[SHORT PROBLEM]: Rescale everything from the line containing "Target: front grille" down to the end of the listing. Reproduce those lines with the requests, multiplying each point coordinate in the answers by 0.7 and rounding it to a whole number (halves round up), and leave the pictures out.

[EXERCISE DATA]:
--

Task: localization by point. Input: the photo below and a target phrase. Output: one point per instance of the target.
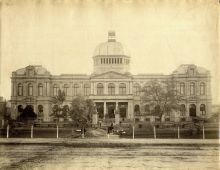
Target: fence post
(178, 131)
(203, 132)
(32, 131)
(155, 135)
(133, 131)
(7, 131)
(57, 132)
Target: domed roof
(37, 69)
(111, 47)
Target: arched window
(20, 108)
(182, 88)
(20, 89)
(192, 110)
(136, 89)
(76, 90)
(30, 89)
(202, 109)
(65, 89)
(122, 88)
(86, 89)
(192, 88)
(111, 89)
(202, 88)
(183, 109)
(100, 89)
(40, 89)
(147, 108)
(137, 109)
(55, 89)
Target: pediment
(111, 75)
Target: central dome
(111, 56)
(111, 47)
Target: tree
(27, 114)
(59, 110)
(81, 111)
(162, 96)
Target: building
(110, 86)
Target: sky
(62, 35)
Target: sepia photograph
(109, 84)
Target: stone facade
(111, 86)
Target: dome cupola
(111, 56)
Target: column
(131, 88)
(117, 115)
(116, 105)
(116, 88)
(105, 88)
(92, 88)
(130, 114)
(12, 88)
(104, 109)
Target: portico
(108, 108)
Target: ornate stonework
(110, 86)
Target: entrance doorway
(111, 110)
(100, 109)
(192, 110)
(123, 107)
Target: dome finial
(111, 36)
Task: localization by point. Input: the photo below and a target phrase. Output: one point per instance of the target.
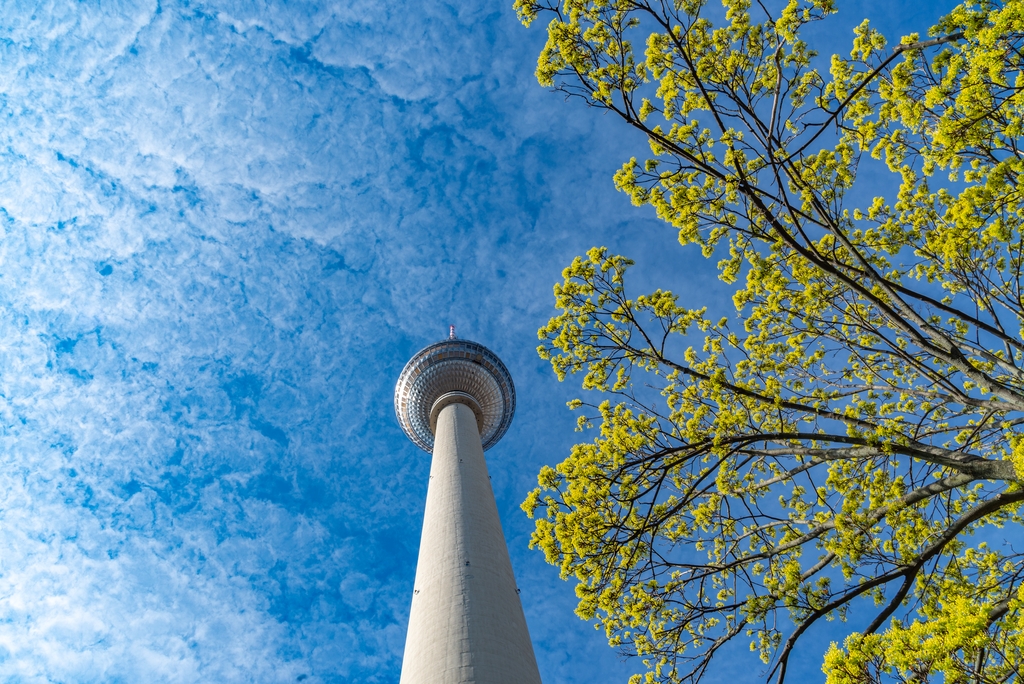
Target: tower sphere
(450, 372)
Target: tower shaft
(467, 625)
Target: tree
(852, 438)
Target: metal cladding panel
(454, 366)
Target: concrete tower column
(467, 623)
(466, 626)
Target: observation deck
(454, 372)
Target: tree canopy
(850, 441)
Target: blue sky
(224, 227)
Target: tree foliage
(852, 438)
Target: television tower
(456, 398)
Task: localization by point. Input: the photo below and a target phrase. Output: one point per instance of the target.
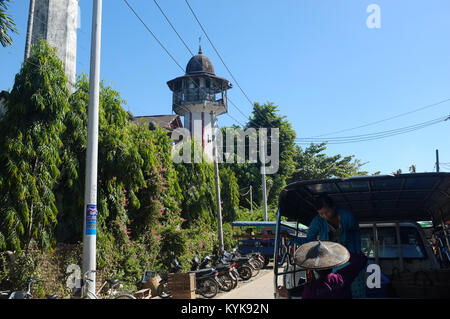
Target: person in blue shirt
(338, 225)
(334, 224)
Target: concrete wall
(57, 21)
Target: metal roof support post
(399, 246)
(444, 230)
(275, 255)
(375, 243)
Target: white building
(57, 22)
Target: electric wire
(371, 136)
(386, 119)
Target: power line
(173, 28)
(378, 135)
(382, 132)
(386, 119)
(223, 62)
(153, 35)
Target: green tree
(267, 116)
(229, 193)
(30, 157)
(312, 163)
(7, 24)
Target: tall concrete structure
(200, 96)
(57, 22)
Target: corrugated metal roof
(417, 196)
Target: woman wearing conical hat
(323, 257)
(338, 225)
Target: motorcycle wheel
(266, 261)
(208, 287)
(235, 279)
(245, 272)
(254, 267)
(163, 290)
(226, 281)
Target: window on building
(411, 243)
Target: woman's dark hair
(322, 201)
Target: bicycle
(27, 294)
(112, 292)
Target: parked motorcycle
(226, 276)
(244, 269)
(206, 281)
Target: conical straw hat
(320, 255)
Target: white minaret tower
(200, 96)
(57, 22)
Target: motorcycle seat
(204, 272)
(113, 282)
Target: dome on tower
(199, 63)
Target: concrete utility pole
(251, 198)
(90, 197)
(437, 161)
(263, 173)
(216, 171)
(29, 30)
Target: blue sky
(316, 59)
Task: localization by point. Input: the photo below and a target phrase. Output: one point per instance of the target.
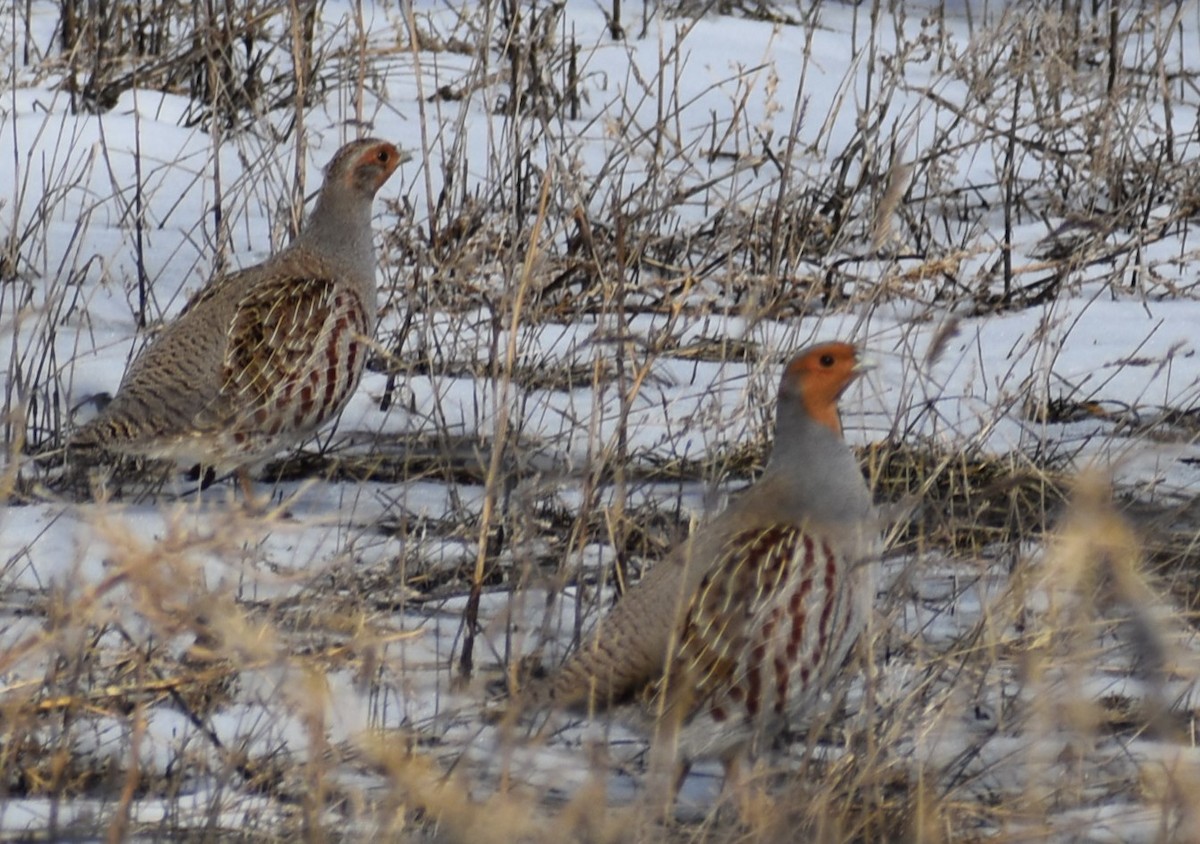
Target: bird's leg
(666, 771)
(753, 803)
(253, 506)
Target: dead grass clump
(965, 502)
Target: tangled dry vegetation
(1008, 580)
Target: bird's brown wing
(294, 349)
(719, 624)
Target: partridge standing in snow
(262, 358)
(747, 622)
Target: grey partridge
(742, 627)
(261, 358)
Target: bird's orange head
(816, 378)
(366, 163)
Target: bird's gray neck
(340, 231)
(817, 470)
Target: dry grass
(219, 672)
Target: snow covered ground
(201, 668)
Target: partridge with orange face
(741, 628)
(262, 358)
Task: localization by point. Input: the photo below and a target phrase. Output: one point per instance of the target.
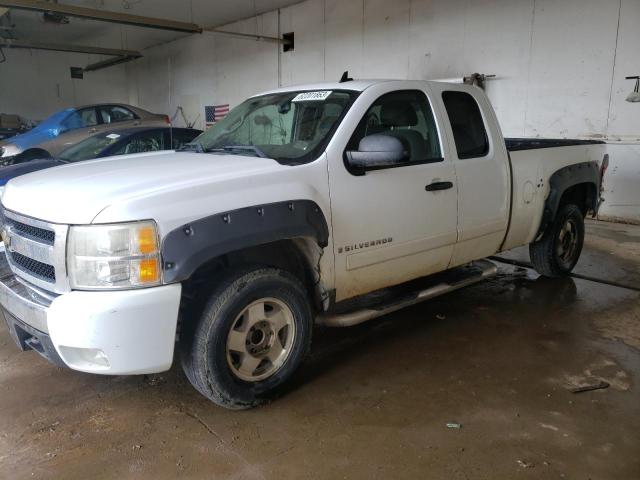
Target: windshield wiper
(191, 147)
(239, 149)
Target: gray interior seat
(396, 118)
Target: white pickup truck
(333, 203)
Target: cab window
(468, 128)
(406, 115)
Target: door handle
(435, 186)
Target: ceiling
(30, 26)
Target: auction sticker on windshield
(312, 96)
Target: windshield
(290, 127)
(89, 148)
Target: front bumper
(114, 333)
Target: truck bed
(515, 144)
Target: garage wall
(560, 65)
(36, 83)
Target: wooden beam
(58, 47)
(102, 15)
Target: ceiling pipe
(101, 15)
(118, 56)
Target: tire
(252, 335)
(558, 251)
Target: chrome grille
(29, 231)
(36, 251)
(33, 267)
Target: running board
(446, 282)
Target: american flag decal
(215, 113)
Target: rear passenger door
(482, 167)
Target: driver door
(389, 224)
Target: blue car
(107, 144)
(72, 125)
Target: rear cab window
(469, 131)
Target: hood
(12, 171)
(44, 131)
(77, 193)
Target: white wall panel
(571, 67)
(624, 117)
(306, 62)
(35, 83)
(344, 22)
(386, 39)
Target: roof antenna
(345, 77)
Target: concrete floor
(373, 401)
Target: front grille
(33, 267)
(34, 233)
(36, 250)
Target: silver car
(70, 126)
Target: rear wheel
(558, 251)
(253, 333)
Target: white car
(293, 209)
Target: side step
(431, 287)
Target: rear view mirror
(377, 151)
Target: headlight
(118, 256)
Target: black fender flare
(193, 244)
(561, 181)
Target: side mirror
(377, 151)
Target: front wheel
(252, 335)
(558, 251)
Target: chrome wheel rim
(567, 244)
(260, 339)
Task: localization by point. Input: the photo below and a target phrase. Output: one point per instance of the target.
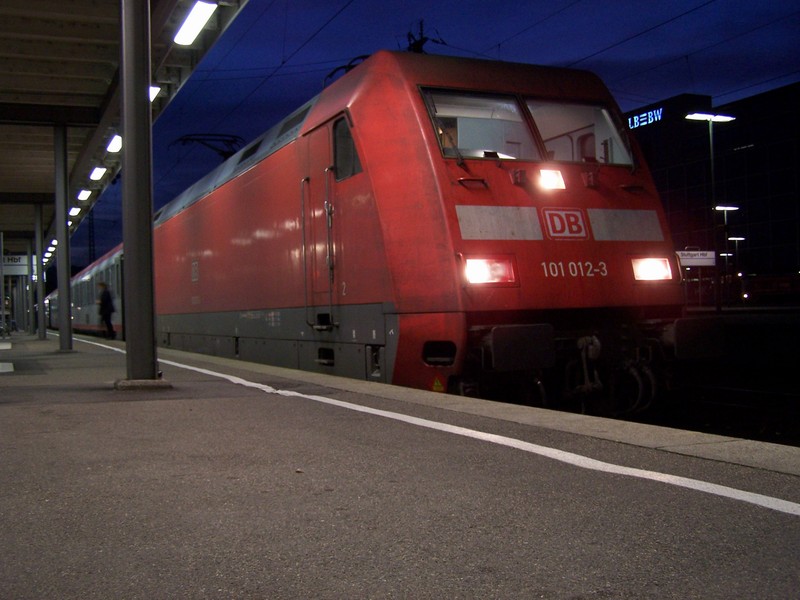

--

[SOLUTION TO THIS TASK]:
Target: front grille
(23, 187)
(24, 163)
(25, 175)
Target: silver car
(49, 88)
Target: rear wheel
(391, 176)
(177, 233)
Target: white car
(205, 146)
Target: side step
(302, 201)
Target: rear view mirror
(264, 106)
Target: headlight
(83, 179)
Target: black fender flare
(135, 171)
(393, 127)
Target: side mirror
(264, 106)
Target: front wheel
(176, 235)
(391, 176)
Target: chrome wheel rim
(397, 171)
(182, 237)
Task: localization by point. Input: the photo below and a target phrase. Output: one point per instance of the target.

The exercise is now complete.